= Data provided =

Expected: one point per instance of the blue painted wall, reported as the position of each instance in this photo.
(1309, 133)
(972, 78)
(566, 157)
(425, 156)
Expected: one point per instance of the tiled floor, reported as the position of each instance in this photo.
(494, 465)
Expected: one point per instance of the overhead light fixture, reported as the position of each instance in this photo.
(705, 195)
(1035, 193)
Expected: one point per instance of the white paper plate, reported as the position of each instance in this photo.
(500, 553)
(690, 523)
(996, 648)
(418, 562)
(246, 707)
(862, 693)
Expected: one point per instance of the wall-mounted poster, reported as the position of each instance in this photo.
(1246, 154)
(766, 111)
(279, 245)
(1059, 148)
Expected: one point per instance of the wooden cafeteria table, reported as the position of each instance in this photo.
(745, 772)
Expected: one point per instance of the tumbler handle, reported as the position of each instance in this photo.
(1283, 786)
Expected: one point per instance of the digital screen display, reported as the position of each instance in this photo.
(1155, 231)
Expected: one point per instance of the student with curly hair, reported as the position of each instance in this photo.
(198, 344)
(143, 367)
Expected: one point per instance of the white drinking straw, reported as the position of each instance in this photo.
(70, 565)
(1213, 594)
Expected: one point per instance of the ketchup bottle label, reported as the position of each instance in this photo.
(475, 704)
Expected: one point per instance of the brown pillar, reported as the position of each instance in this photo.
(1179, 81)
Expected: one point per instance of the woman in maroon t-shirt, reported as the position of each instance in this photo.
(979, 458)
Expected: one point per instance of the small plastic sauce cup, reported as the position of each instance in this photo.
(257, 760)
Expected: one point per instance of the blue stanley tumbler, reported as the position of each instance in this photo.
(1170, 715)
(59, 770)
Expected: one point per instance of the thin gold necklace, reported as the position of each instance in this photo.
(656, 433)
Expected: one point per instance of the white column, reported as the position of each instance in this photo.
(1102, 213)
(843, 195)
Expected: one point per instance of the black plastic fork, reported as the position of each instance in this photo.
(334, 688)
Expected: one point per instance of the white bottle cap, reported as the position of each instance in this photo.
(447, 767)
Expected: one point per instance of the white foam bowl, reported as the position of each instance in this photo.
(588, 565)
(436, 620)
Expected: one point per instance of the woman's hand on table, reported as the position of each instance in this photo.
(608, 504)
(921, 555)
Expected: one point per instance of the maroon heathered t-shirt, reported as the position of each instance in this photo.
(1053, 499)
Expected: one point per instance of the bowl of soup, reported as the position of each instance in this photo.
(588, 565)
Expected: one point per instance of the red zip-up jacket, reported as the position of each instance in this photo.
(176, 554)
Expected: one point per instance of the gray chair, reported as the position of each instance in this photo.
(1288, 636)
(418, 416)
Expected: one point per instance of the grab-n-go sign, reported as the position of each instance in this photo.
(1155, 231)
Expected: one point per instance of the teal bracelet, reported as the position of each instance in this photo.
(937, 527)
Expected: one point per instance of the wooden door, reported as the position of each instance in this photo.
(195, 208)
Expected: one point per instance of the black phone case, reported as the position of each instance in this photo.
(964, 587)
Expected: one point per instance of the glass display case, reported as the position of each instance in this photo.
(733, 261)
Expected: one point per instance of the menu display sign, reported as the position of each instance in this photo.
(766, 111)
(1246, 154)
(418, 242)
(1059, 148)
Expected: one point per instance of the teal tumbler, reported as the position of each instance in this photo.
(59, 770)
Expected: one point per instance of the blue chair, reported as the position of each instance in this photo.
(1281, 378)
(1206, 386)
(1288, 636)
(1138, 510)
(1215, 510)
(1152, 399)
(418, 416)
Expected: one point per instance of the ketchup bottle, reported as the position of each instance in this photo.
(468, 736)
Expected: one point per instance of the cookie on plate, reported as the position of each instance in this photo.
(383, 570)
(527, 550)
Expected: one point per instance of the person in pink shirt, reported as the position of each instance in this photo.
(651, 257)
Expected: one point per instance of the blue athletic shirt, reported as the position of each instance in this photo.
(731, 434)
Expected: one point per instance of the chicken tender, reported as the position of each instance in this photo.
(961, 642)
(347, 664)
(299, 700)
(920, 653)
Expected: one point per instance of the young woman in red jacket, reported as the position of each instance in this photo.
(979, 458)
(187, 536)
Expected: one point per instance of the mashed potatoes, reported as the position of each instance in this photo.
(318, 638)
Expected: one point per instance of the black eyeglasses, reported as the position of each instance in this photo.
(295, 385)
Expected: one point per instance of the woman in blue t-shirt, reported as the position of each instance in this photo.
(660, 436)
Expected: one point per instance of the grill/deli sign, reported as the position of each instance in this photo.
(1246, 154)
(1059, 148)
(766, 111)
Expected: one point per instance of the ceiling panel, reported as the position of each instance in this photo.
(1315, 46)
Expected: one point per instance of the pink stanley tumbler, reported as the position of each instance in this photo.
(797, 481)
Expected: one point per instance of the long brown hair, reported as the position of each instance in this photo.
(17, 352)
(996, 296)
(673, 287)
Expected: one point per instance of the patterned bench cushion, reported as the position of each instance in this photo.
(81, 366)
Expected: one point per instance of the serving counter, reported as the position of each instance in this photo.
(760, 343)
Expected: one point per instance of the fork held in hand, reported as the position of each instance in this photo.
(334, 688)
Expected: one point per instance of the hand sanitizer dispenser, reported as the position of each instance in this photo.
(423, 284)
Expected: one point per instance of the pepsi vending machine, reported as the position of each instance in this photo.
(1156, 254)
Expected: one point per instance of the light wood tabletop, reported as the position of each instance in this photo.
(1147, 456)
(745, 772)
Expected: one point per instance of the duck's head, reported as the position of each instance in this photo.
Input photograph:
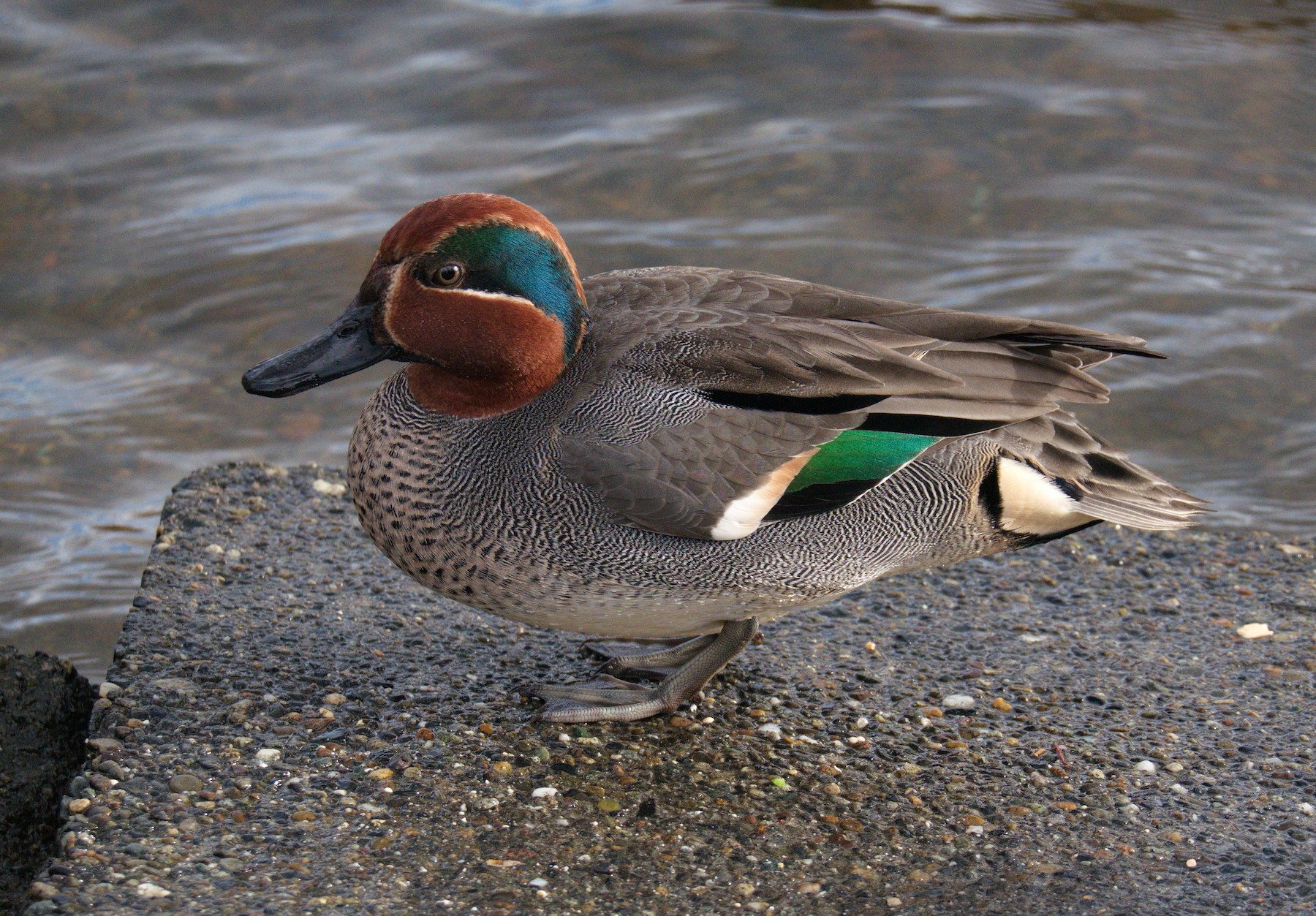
(477, 291)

= What to work on =
Reproduce every item above word for word. Leave out the picture.

= Task result =
Expected: one point per instance of the blue painted wall, reported as the position of each instance in this photo.
(1309, 133)
(972, 78)
(566, 157)
(425, 156)
Expected: one point per instance of the tiled floor, reported as the position of each instance in this photo.
(494, 465)
Expected: one point per instance of the overhead light fixture, reported as the position of each instance in this photo.
(705, 195)
(1035, 193)
Expected: one point per instance of the white paper plate, reported as the position of each instance in this photo.
(500, 553)
(690, 523)
(996, 648)
(418, 562)
(246, 707)
(862, 693)
Expected: one point per instance of the wall-mounted poster, reported as the position of each instance in this photo.
(1246, 154)
(766, 111)
(279, 245)
(1059, 148)
Expected: one point per instance of the wooden cafeteria table, reported as the position of each instance in this photo.
(745, 772)
Expected: one point per instance of the tumbler handle, reported as the position of each instance in this photo.
(1283, 786)
Expected: one point per instance of the digital screen display, reported as the position of each instance in this photo.
(1155, 231)
Expected: one point per instance of the student with curly hair, reported as the position of each instance in this photo.
(198, 344)
(143, 367)
Expected: one point per instance of the white drinking straw, reported as the position of each instance in this photo.
(70, 565)
(1213, 594)
Expected: one point per instance of the ketchup bottle label, reported as the position of each instance in this photo.
(475, 704)
Expected: one point per instance of the brown pillar, reported as the position of each instance in this photo.
(1179, 81)
Expected: one point per instance of the woman in maroon t-shirt, reported as the position of each instance in this photo.
(979, 458)
Expected: one point per instance of the small plastic sauce cup, reported as the position of each instance in this photo.
(257, 760)
Expected: one point per instance of the blue stanley tumbler, reported as the position of each instance in this photo.
(1170, 715)
(59, 770)
Expected: one point per instance of the thin gold necklace, reported as the position of each instance in this photo.
(656, 433)
Expected: one point per instance of the white column, reported as the position of each instance in this photo.
(1102, 213)
(843, 195)
Expected: one point per instance of the black plastic fork, reported as the position of each instance in this photo.
(334, 688)
Expected: one point per instance of the white bottle cap, reported as the position of each instance in this photo.
(447, 767)
Expected: one point per instance of the white foam bowl, reported as the position of each instance in this photo.
(588, 565)
(436, 620)
Expected: one point per instance of the woman's hand on table, reported as the position of each instance in this photo.
(608, 504)
(921, 555)
Expected: one point per instance of the maroon heathered t-shirt, reported as the position of each instance in this photo.
(1053, 499)
Expected: one point per instance of the bowl of soup, reported as the position of each instance in this photo.
(588, 565)
Expected: one point per instance of the red zip-up jacket, reported as the position of each instance in this photo.
(176, 554)
Expected: one point per instance of the gray chair, reported as the position of each instance in this photo.
(1288, 636)
(418, 416)
Expected: one point per instance of the grab-n-go sign, reported as the position of each instance in this photo.
(1155, 231)
Expected: one point per instance of the teal bracelet, reported as the position of each instance in this photo.
(937, 527)
Expected: one point per instance of the wooden door, reported as the position of each instance in this photo.
(195, 208)
Expected: one point per instance of the black phone case, reported as the position of each instance in this photo.
(964, 587)
Expected: one point per instance of the glass display case, reported as the position of each instance in this photo.
(733, 261)
Expected: one point per instance of the menu display sign, reported as the position of each instance in this photo.
(766, 111)
(1246, 154)
(418, 242)
(1059, 148)
Expected: one point per instance of the teal tumbler, reported as the position of each instance in this photo.
(59, 770)
Expected: one point per instance of the blue chair, reported as the position of each instance in this photo.
(1281, 378)
(1206, 386)
(1288, 636)
(1138, 510)
(1215, 510)
(1152, 399)
(418, 416)
Expected: one point per instance of the ketchup bottle, reported as the position of each instance in this photo.
(468, 736)
Expected: one point per instance of the cookie on plate, reported as the position of each instance in this photo.
(383, 570)
(527, 550)
Expected: one point per instance of the person in pink shirt, reported as the position of each instance in this photo.
(651, 257)
Expected: one point per instance of the blue athletic shirt, reported as the position of each instance in this photo.
(731, 434)
Expected: one point per instance of the chicken tender, reported as the position of each instance in this photo.
(961, 642)
(347, 664)
(299, 700)
(920, 653)
Expected: one point per instance of the young woman in red jacket, reported as the position of each instance in this photo.
(979, 458)
(187, 536)
Expected: one point per instance of the mashed potatoes, reported as the position of each instance in this photo.
(318, 638)
Expected: one point per instance of the black eyeglasses, reported as the position of each instance in this photo.
(295, 385)
Expected: one point per instance of the woman in blue t-shirt, reported as the position of each instance in this photo.
(660, 436)
Expected: one point per instance of the grill/deli sign, reported as the position of each instance in this photo.
(1246, 154)
(1059, 148)
(766, 111)
Expected: one point per instance of the ceiling panel, reported as the position of each instance in this photo.
(1315, 46)
Expected: one point per instance of the pink stanley tumbler, reported as the position of each instance in this photo.
(797, 481)
Expected: one point per instance of the long brown hair, reported as the position of each instance in this photo.
(17, 352)
(996, 296)
(673, 287)
Expected: one point per instance of the patterned bench cushion, reported as the position of each instance in this photo.
(81, 366)
Expected: one point per instance of the serving counter, reported as the position of each instance in this photo.
(760, 343)
Expected: one point per instance of the fork held in hand, reported as the position of each instance in this photo.
(334, 688)
Expected: one point per instance of the hand sanitizer dispenser, reported as the position of each instance in this photo.
(423, 284)
Expected: one point per instance of the pepsi vending machine, reported as the position of each instance in this photo.
(1156, 254)
Expected: one point per instance of the light wood tabletop, reported as the position of each instance in this photo.
(1147, 456)
(745, 772)
Expected: one point per instance of the duck's head, reported as the position of each instance in this photo.
Input photograph:
(477, 291)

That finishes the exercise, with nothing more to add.